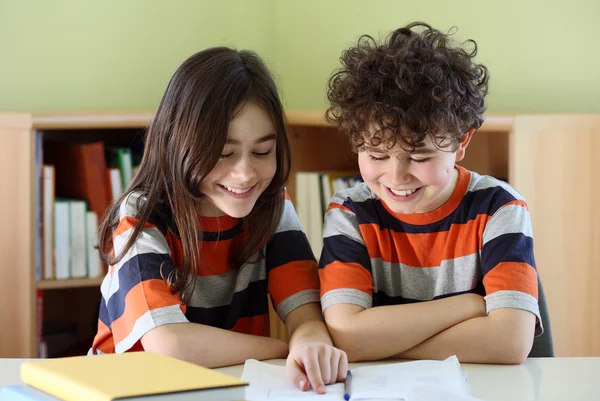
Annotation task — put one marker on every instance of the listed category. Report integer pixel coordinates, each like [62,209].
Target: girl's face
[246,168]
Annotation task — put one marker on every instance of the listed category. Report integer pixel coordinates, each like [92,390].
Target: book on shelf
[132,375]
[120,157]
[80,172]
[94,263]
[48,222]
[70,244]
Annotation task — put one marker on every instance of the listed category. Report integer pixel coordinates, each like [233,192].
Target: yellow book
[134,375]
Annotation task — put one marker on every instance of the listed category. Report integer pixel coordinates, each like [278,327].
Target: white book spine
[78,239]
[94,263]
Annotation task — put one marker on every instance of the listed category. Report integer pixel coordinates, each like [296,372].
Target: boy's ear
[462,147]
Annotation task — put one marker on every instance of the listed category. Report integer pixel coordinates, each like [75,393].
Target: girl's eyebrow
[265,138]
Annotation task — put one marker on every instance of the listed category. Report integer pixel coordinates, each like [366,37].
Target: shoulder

- - - -

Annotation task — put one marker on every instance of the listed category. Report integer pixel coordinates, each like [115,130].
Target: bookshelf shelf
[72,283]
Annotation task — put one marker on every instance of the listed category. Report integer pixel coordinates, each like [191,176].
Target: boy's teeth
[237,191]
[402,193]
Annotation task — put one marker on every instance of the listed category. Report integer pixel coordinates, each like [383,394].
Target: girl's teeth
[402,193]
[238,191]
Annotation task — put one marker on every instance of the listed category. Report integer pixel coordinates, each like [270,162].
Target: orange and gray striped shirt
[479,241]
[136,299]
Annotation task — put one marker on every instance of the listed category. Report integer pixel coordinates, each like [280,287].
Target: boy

- - - -

- _WRITTEN INSTRUCTION_
Find each line in the items above that contains the word "teeth", and copy those lines out in full.

- _RESULT_
Target: boy's teeth
Target: girl's teeth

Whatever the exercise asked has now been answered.